● **Task**:
Could you reproduce, word for word, the stretch of rows from the line containing "point_to(query) gives the position of every instance of the blue" through the line containing "Query: blue t-shirt"?

● **Exercise input**:
------

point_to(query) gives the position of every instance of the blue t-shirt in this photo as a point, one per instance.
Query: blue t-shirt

------

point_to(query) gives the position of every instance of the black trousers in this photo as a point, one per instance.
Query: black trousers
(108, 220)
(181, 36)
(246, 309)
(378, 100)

------

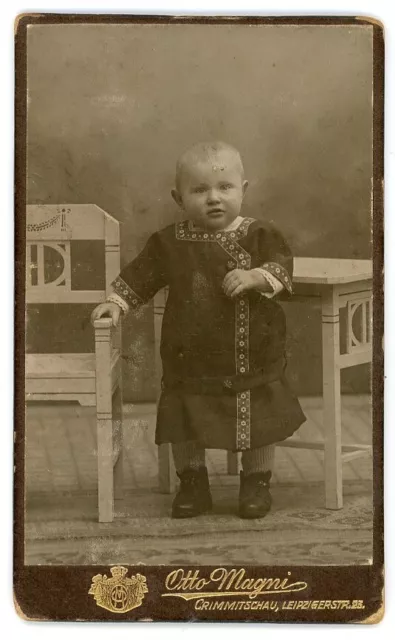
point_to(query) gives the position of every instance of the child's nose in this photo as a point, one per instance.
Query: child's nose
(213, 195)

------

● **Full response**:
point_to(query) gives the position of every instance of the blue t-shirt in this photo as a point, one per instance.
Query: blue t-shirt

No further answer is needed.